◆ **Stated task 1**: In the Form 8-K filing, what is the new number of authorized shares of common stock under the amendment?
◆ **Stated task 2**: Summarize the Form 8-K filing in two sentences.
◆ **Stated task 3**: Output the part of the Form 8-K filing from "Pursuant to Section" up to and including "in its charter)".

──────── Extracted text

SECURITIES AND EXCHANGE COMMISSION

WASHINGTON, DC 20549

____________________

FORM 8-K

CURRENT REPORT

Pursuant to Section 13 or 15(d) of the

Securities Exchange Act of 1934

Date of Report (Date of earliest event reported): December 8, 2009


(Exact name of registrant as specified in its charter)

 

Florida

 

000-1415277

 

65-0925265

(State of Incorporation)

 

(Commission File Number)

 

(IRS Employer Identification No.)

One North Federal Highway, Boca Raton, Florida

 

33432

(Address of principal executive offices)

 

(Zip Code)

Registrant's telephone number, including area code: (561) 362-3435

___________________________________________________

(Former Name or Former Address, if Changed Since Last Report)

 

Check the appropriate box below if the Form 8-K filing is intended to simultaneously satisfy the filing obligation of the registrant under any of the following provisions (see General Instruction A.2. below):

o

Written communications pursuant to Rule 425 under the Securities Act (17 CFR 230.425)

o

Soliciting material pursuant to Rule 14a-12 under the Exchange Act (17 CFR 240.14a-12)

o

Pre-commencement communications pursuant to Rule 14d-2(b) under the Exchange Act (17 CFR 240.14d-2(b))

o

Pre-commencement communications pursuant to Rule 13e-4(c) under the Exchange Act (17 CFR 240.13e-4(c))


1ST UNITED BANCORP, INC.

FORM 8-K

CURRENT REPORT

Item 5.03. Amendments to Articles of Incorporation and Bylaws; Change in Fiscal Year.

On December 8, 2009, 1st United Bancorp, Inc. (the “Registrant”) held a Special Meeting of Shareholders during which the Registrant’s shareholders approved an amendment (“Authorized Share Amendment”) to the Registrant’s Amended and Restated Articles of Incorporation to increase the number of authorized shares of common stock from 30,000,000 to 60,000,000.  The effective date of the Authorized Share Amendment was December 8, 2009.

────────────────
──────── Record set

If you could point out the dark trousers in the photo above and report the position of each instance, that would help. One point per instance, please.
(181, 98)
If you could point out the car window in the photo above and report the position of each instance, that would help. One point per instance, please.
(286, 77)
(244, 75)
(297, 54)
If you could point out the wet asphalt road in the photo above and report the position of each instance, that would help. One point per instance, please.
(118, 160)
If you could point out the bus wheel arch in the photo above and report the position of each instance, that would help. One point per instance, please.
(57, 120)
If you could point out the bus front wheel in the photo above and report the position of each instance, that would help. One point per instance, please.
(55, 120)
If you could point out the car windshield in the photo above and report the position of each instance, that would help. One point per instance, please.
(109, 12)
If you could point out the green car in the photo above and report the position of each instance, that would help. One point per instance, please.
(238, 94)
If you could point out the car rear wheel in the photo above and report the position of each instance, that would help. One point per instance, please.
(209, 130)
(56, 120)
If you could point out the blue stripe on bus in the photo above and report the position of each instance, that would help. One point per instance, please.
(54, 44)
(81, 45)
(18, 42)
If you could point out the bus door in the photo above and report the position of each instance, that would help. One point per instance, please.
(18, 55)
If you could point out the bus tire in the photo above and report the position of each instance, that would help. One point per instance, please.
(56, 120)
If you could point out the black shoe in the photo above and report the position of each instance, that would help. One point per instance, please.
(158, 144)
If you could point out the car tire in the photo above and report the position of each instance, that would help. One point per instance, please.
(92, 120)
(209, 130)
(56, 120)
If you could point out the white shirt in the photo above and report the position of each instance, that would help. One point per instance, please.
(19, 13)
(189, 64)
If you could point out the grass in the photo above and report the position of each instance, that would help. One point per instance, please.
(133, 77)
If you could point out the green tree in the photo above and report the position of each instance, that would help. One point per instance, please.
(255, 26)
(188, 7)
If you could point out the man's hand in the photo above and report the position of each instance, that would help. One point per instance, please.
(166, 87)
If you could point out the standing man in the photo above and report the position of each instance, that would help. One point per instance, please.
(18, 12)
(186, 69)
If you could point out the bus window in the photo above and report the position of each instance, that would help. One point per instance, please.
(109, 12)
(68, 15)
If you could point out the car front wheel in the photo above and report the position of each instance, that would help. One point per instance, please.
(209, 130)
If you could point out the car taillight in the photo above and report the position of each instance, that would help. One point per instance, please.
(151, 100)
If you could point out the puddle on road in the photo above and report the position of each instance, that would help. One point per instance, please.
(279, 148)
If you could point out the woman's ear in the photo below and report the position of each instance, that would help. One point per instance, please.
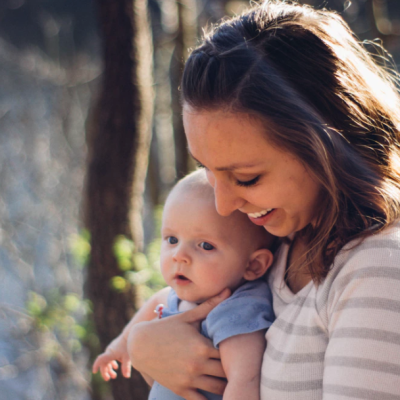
(258, 264)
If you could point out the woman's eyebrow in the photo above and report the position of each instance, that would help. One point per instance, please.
(230, 167)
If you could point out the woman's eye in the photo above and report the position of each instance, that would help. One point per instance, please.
(200, 165)
(206, 246)
(172, 240)
(248, 183)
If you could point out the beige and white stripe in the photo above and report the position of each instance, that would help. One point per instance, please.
(340, 340)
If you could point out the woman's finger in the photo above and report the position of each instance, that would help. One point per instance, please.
(200, 312)
(214, 368)
(210, 384)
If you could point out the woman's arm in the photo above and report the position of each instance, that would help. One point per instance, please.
(362, 359)
(173, 352)
(241, 358)
(117, 349)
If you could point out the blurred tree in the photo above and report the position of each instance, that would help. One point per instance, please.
(118, 145)
(185, 39)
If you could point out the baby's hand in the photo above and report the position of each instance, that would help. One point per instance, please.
(107, 361)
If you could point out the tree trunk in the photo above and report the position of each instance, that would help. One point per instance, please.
(185, 38)
(118, 145)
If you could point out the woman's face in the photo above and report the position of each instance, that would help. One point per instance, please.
(249, 174)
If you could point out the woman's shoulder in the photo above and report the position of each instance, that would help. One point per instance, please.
(369, 266)
(380, 246)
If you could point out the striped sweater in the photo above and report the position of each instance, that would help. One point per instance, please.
(339, 340)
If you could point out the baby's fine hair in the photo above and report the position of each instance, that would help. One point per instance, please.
(196, 184)
(323, 98)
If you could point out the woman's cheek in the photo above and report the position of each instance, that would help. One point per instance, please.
(210, 178)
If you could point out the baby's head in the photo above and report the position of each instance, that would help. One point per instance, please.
(203, 253)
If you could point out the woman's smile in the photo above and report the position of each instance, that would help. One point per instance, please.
(249, 173)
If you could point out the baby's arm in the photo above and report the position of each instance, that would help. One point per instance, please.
(117, 349)
(241, 358)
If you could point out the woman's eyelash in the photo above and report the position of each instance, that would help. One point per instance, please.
(248, 183)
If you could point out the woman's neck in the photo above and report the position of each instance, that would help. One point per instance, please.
(296, 276)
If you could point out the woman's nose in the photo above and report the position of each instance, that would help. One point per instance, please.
(226, 200)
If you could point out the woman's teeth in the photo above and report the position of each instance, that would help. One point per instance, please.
(259, 214)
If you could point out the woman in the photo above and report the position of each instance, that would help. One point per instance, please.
(298, 128)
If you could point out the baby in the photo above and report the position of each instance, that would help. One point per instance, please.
(203, 253)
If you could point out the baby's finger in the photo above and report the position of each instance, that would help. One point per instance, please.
(114, 364)
(126, 367)
(96, 364)
(104, 372)
(111, 372)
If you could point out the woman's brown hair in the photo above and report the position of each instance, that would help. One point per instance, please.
(325, 100)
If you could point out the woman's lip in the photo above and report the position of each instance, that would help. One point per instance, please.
(262, 220)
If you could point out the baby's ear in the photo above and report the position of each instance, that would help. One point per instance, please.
(258, 264)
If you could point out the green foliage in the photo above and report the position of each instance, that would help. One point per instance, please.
(80, 247)
(58, 318)
(139, 269)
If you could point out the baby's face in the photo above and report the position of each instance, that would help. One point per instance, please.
(202, 253)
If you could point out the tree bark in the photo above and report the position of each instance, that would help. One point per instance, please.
(118, 140)
(185, 38)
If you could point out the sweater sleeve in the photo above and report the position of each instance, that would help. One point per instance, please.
(362, 359)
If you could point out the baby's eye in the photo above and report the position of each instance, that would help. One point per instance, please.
(172, 240)
(206, 246)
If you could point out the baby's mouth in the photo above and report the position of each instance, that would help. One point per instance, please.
(180, 278)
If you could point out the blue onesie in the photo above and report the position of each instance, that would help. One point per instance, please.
(249, 309)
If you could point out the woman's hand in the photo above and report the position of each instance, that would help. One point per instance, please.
(176, 355)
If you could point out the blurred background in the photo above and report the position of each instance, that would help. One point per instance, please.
(91, 140)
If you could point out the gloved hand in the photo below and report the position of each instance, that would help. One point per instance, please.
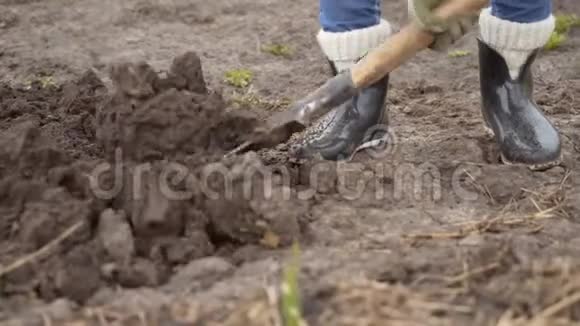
(446, 32)
(331, 94)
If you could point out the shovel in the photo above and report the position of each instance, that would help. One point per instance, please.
(398, 49)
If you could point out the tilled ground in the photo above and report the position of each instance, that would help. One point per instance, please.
(117, 206)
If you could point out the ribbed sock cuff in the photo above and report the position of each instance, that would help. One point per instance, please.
(345, 48)
(514, 41)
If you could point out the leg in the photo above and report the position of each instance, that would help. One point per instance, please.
(512, 32)
(349, 29)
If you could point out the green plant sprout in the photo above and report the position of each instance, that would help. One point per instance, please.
(239, 78)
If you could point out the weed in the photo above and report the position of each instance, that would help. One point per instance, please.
(565, 22)
(563, 25)
(291, 305)
(555, 41)
(279, 50)
(239, 78)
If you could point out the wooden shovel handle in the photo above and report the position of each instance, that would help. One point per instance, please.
(402, 46)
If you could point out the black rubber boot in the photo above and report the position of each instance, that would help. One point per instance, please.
(356, 125)
(523, 133)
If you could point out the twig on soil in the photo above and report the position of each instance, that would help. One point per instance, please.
(482, 188)
(485, 225)
(40, 252)
(471, 273)
(558, 307)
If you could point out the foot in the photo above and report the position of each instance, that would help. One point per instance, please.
(523, 133)
(507, 51)
(351, 126)
(354, 125)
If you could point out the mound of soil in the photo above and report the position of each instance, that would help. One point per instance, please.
(150, 193)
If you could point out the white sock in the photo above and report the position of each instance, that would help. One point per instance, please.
(514, 41)
(345, 48)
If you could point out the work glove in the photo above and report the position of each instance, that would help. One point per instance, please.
(446, 32)
(331, 94)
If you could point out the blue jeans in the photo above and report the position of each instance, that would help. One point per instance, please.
(347, 15)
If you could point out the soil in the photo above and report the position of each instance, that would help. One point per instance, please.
(118, 206)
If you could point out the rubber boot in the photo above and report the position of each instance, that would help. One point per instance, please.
(523, 133)
(358, 123)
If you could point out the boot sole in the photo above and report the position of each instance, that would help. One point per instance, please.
(533, 167)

────────────────

◆ **Reply 1**: 60,000,000

◆ **Reply 2**: On December 8, 2009, 1st United Bancorp, Inc. held a Special Meeting of Shareholders, at which its shareholders approved an amendment to its Amended and Restated Articles of Incorporation. The amendment raised the number of authorized shares of common stock from 30,000,000 to 60,000,000 and took effect on December 8, 2009.

◆ **Reply 3**:
Pursuant to Section 13 or 15(d) of the

Securities Exchange Act of 1934

Date of Report (Date of earliest event reported): December 8, 2009


(Exact name of registrant as specified in its charter)